[Begin PAGE]

Most of Murdoch's biographers have argued that money is more important to the billionaire than politics. The former Sunday Times Insight editor Bruce Page thinks his ideological affiliations are a "currency to secure a bigger and better deal". Even Nick Davies, in his otherwise perceptive and prophetic 2008 book Flat Earth News, explains: "[Murdoch's] politics are never as big as his wallet". But Robert Jay's 10-hour interrogation has put paid to that myth: Rupert Murdoch is really a politician manqué.
Despite his complaint to the Parliamentary Select Committee last summer – "I wish politicians would stay away from me!" – Murdoch surrounds himself with them: secret meetings with Margaret Thatcher; Blair flying out to Hayman Island, Cameron to the Aegean; coming in the back door of No 10; mocking Ken Livingstone during an election victory dinner; Gove for lunch, dinner and tea. There's no possible social reason for such encounters, other than that he actually likes talking "issues", and not just back issues of The Sun on Sunday.

[End PAGE]

_PROMPT A_.
Answer these questions from the passage on Rupert Murdoch, labeling each answer with the matching numeral.
(i) What is the title of the 2008 book by Nick Davies?
(ii) How long did Robert Jay's interrogation last?
(iii) Where did Blair fly out to?
_PROMPT B_. Print the section of the Murdoch passage starting at "Despite his complaint" and ending at "Sun on Sunday.".

[Begin DATA SECTION]

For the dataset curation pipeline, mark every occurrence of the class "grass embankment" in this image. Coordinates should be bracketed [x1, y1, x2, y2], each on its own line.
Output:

[End DATA SECTION]

_FULL SOLUTION A_.
(i) Flat Earth News
(ii) 10 hours
(iii) Hayman Island

_FULL SOLUTION B_.
Despite his complaint to the Parliamentary Select Committee last summer – "I wish politicians would stay away from me!" – Murdoch surrounds himself with them: secret meetings with Margaret Thatcher; Blair flying out to Hayman Island, Cameron to the Aegean; coming in the back door of No 10; mocking Ken Livingstone during an election victory dinner; Gove for lunch, dinner and tea. There's no possible social reason for such encounters, other than that he actually likes talking "issues", and not just back issues of The Sun on Sunday.